→ REQUIRED WORK: Please copy out the records below, changing every "Annotate" to "Mark" and keeping everything else the same.

★ ★ ★ ★ ★

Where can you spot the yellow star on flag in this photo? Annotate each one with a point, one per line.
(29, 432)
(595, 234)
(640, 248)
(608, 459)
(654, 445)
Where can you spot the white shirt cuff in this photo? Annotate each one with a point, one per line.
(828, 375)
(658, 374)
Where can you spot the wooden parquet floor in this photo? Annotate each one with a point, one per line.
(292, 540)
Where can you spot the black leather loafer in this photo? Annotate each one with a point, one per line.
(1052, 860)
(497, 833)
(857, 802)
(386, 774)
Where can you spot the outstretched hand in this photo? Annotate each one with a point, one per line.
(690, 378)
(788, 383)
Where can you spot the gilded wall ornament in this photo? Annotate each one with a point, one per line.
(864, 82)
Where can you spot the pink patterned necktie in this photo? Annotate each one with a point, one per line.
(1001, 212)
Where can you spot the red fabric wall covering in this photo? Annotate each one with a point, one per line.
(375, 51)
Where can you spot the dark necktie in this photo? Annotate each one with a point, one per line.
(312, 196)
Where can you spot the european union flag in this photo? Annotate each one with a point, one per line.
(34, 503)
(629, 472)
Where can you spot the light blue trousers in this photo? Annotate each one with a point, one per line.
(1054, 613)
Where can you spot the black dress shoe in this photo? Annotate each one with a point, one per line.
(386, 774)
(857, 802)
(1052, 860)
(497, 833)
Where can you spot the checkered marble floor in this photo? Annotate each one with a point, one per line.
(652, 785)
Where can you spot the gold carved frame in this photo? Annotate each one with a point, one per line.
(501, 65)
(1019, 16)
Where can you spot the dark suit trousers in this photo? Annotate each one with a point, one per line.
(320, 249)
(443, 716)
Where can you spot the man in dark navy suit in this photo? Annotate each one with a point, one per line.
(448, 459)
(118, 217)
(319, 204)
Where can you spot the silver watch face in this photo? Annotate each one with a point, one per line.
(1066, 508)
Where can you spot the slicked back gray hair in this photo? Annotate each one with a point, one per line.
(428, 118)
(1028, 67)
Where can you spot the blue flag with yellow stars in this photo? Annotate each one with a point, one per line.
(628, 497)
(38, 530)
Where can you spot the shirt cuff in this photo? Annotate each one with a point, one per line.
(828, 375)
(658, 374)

★ ★ ★ ★ ★

→ PROBLEM SOLUTION:
Where can you spot the yellow star on flag in this photo? Mark each one with a point, one per line.
(29, 432)
(595, 234)
(640, 248)
(608, 459)
(654, 445)
Where can you spot the white shirt cuff in this photo? Mark each one with a point, one per line.
(828, 375)
(658, 374)
Where can you spot the wooden parquet floor in this photo? Mark each one with a point, one per line.
(292, 540)
Where can you spot the black leather loafer in this photo? Mark each one with a point, one per line.
(1052, 860)
(497, 833)
(857, 802)
(386, 774)
Where can you spot the outstretched hand in this photo? Mark each one with a point, one per line.
(690, 378)
(788, 383)
Where can you spot the gilded wall ornament in this photo? Mark each one with a point, one per line.
(864, 82)
Where can you spot the pink patterned necktie in this photo? Mark each one with a point, one per line.
(1001, 212)
Where can you spot the red fabric wall covering in this photo? Mark each one with a point, one per line.
(375, 51)
Where can you spot the dark necktie in this photo? Mark each one with a point, one per line.
(312, 196)
Where can you spot the european union flag in this photo? Mark each one with a point, one per line.
(34, 503)
(629, 472)
Where can you spot the light blue trousers in this photo? Mark each one with a point, one per line.
(1054, 613)
Where can you spot the black dress shoe in this photo? Mark each one with a point, one per line.
(386, 774)
(857, 802)
(1052, 860)
(497, 833)
Where can you spot the checkered marble floor in this photo? Mark each one with a point, one per line.
(652, 785)
Where can you spot the gold carved frame in this photo? Mark each one with a point, one per line.
(501, 65)
(1019, 16)
Where can you spot the dark suit trousers in this photo? Mark each one with a point, one per line.
(320, 249)
(443, 716)
Where can you spot the man in dark navy suit in this photo? Mark each one with a point, one per line.
(448, 459)
(118, 217)
(319, 204)
Where can you spot the silver watch face in this photo? Mark each one with a point, one per line.
(1066, 508)
Where can you spot the slicked back gray hair in this photo? Mark each one with a point, one per line.
(428, 118)
(1028, 67)
Where can you spot the blue flag with yellow stars in this photo? Mark each one with a point, one per line.
(628, 497)
(38, 530)
Where can you spot the shirt cuff in this photo? Mark each one with a point, one per line.
(828, 375)
(658, 374)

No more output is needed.